So last week came my judgement day. I did the inevitable and lost so much money it is going to take me years of work to make up for. I started my day with good money in my debit account and ended it almost £7000 in debt. The pain has been so tough to take that I haven't been able to go on sites like this. I have a family on the way and so much responsibility. I've now stopped and will stop until the day I die. This will be easy for me as I have only been gambling a month or so and don't feel an addiction. I was just reckless with money. Unfortunately I knew I had a problem weeks ago and I didn't get out when the going was good or at least protect myself better. I had a counsellor session yesterday but might stop these. The only way to get over my grief is to work my *** off and pay the debt as quickly as possible. I've planned that it's going to be two years. This is the harsh reality that gambling causes

 
Posted : 25th June 2017 10:01 am
danny1985
(@danny1985)
Posts: 40
 

Wish you well on your journey. However do not underestimate how difficult it will be... the fact you are on here and have taken additional steps are good but "this will be easy for me" is a risky thought process .. we all started somewhere and is good you have identified you need to stop early but do not under estimate the temptations that will be there. I wish you good luck on your quest.

 
Posted : 25th June 2017 10:34 am
(@Anonymous)
Posts: 0
 

Hi there ,

I'm not sure I'll be able to word this in a way you'll want to hear it but here goes . First off you say you've only gambled a month yet your other diary suggests over 3 months, again you say you don't feel addicted but you blew through 9 grand in one day. Another is you're stopping your counselling.

» **Request A**
In the entries, take the lines from the one with "Question. In the picture above, identify the woman with" to the one with "[(477, 327), (213, 372)]" and write them out again with "lanyard" renamed to "neck strap". Change nothing else and give only those lines.

» **Dataset entries**

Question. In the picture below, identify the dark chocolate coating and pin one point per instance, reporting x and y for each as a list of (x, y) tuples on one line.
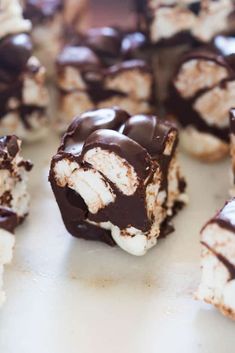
[(225, 45), (103, 52), (15, 50), (89, 122), (106, 41), (8, 219), (230, 267), (99, 129), (232, 120)]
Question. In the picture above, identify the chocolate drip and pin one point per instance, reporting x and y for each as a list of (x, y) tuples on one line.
[(9, 145), (8, 219), (89, 122), (15, 50)]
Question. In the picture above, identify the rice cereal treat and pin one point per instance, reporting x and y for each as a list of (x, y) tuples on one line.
[(14, 197), (217, 285), (202, 93), (116, 178), (103, 69), (52, 21), (23, 96)]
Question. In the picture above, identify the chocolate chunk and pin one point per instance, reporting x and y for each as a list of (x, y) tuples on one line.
[(149, 131), (8, 219), (89, 122), (225, 218), (15, 51)]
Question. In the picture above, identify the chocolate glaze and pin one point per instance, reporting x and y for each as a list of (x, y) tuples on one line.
[(230, 267), (15, 50), (105, 41), (102, 52), (232, 120), (8, 219), (39, 11), (225, 218), (90, 131)]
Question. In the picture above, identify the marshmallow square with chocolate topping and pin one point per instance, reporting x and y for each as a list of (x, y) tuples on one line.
[(14, 197), (103, 68), (217, 285), (172, 22), (232, 150), (116, 178), (23, 95), (52, 21), (201, 95)]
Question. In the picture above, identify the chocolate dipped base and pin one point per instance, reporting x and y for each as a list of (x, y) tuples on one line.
[(217, 285), (116, 178)]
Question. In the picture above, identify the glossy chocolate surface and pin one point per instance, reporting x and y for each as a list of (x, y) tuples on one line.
[(225, 218), (115, 131)]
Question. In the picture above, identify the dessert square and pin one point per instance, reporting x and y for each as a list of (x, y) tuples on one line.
[(103, 68), (117, 179)]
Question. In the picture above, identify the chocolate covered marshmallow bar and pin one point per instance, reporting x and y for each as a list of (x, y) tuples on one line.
[(218, 261), (116, 178), (103, 69), (23, 96), (14, 197), (52, 21), (232, 150), (175, 26), (201, 95)]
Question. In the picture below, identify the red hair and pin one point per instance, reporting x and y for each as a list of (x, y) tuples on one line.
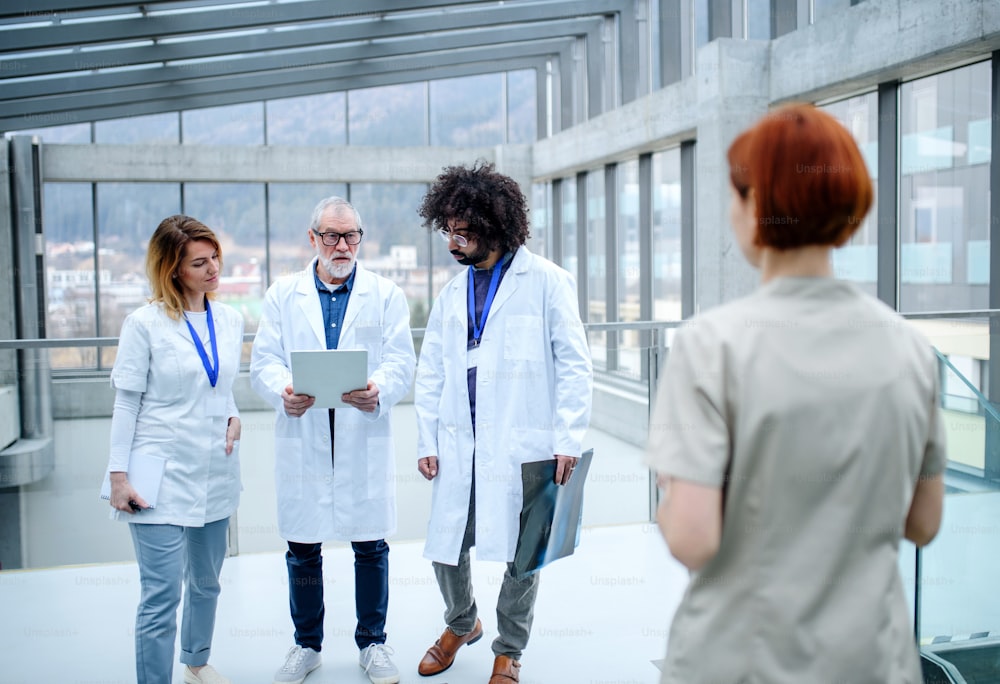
[(808, 177)]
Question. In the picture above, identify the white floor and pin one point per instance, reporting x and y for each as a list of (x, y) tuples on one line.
[(601, 618)]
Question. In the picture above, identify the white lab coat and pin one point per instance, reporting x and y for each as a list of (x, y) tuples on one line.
[(533, 398), (156, 356), (349, 495)]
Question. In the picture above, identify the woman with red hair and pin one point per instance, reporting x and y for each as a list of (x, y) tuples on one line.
[(796, 437)]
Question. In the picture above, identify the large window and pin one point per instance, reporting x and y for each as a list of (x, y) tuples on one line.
[(522, 107), (944, 191), (468, 111), (857, 261), (666, 194), (540, 218), (388, 115), (127, 215), (140, 130), (241, 124), (235, 211), (310, 120), (597, 263), (570, 256)]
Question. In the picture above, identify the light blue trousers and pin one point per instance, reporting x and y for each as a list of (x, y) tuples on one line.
[(169, 556)]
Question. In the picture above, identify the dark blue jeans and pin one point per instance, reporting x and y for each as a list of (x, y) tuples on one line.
[(371, 592)]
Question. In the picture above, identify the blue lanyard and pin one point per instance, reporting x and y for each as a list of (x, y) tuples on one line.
[(477, 327), (213, 372)]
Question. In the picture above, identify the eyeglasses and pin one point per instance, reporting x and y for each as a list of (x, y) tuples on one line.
[(448, 235), (332, 238)]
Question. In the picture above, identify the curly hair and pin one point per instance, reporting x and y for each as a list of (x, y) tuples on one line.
[(491, 202)]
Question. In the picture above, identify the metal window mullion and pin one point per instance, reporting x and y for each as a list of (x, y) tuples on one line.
[(557, 241), (687, 229), (582, 284), (887, 280), (96, 233), (611, 228), (646, 293), (992, 463)]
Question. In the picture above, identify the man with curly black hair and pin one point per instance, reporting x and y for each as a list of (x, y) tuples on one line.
[(504, 378)]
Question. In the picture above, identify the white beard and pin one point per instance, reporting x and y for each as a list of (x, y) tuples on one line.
[(337, 271)]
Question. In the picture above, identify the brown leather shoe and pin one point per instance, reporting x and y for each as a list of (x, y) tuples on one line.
[(505, 670), (441, 655)]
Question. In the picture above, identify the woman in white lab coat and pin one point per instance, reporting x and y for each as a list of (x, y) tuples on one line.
[(174, 466)]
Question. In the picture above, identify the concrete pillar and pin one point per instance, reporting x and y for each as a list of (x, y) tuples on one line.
[(732, 78)]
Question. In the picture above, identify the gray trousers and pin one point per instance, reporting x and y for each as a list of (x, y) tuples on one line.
[(515, 605), (169, 556)]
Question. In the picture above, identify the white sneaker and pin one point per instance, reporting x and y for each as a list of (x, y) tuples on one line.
[(375, 661), (298, 664), (206, 675)]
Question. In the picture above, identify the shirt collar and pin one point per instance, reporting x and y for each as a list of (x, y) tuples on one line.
[(349, 283)]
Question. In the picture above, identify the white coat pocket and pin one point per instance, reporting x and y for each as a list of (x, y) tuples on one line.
[(522, 339)]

» **Request B**
Transcribe the gambling forum thread word for word.

» **Task solution A**
Question. In the picture above, identify the woman with red hair and pin one point per instance, reporting x and y for each as a list of (x, y) tuples on one line.
[(796, 437)]
Question. In the picture above, identify the large window and pin one point per instance, reporting x and y for each as a list of (x, y) tuples on one line.
[(522, 107), (944, 191), (468, 111), (857, 261), (666, 194), (540, 218), (388, 115), (127, 215), (140, 130), (241, 124), (235, 211), (310, 120), (597, 263), (570, 256)]
Question. In the picture above, identify the light blue trousers and pin one point per instance, reporting x and y for each as a list of (x, y) tuples on one line.
[(169, 556)]
Question. In the picture above, identify the dark blue jeans and pin one point per instance, reporting x and y for each as a list of (x, y) tuples on one line.
[(371, 592)]
Question. In the picture above, identify the blue neck strap and pin one point per instance, reporting x and y for each as a list of (x, y) tuples on one line.
[(477, 327), (213, 372)]

» **Task solution B**
So last week came my judgement day. I did the inevitable and lost so much money it is going to take me years of work to make up for. I started my day with good money in my debit account and ended it almost £7000 in debt. The pain has been so tough to take that I haven't been able to go on sites like this. I have a family on the way and so much responsibility. I've now stopped and will stop until the day I die. This will be easy for me as I have only been gambling a month or so and don't feel an addiction. I was just reckless with money. Unfortunately I knew I had a problem weeks ago and I didn't get out when the going was good or at least protect myself better. I had a counsellor session yesterday but might stop these. The only way to get over my grief is to work my *** off and pay the debt as quickly as possible. I've planned that it's going to be two years. This is the harsh reality that gambling causes

 
Posted : 25th June 2017 10:01 am
danny1985
(@danny1985)
Posts: 40
 

Wish you well on your journey. However do not underestimate how difficult it will be... the fact you are on here and have taken additional steps are good but "this will be easy for me" is a risky thought process .. we all started somewhere and is good you have identified you need to stop early but do not under estimate the temptations that will be there. I wish you good luck on your quest.

 
Posted : 25th June 2017 10:34 am
(@Anonymous)
Posts: 0
 

Hi there ,

I'm not sure I'll be able to word this in a way you'll want to hear it but here goes . First off you say you've only gambled a month yet your other diary suggests over 3 months, again you say you don't feel addicted but you blew through 9 grand in one day. Another is you're stopping your counselling.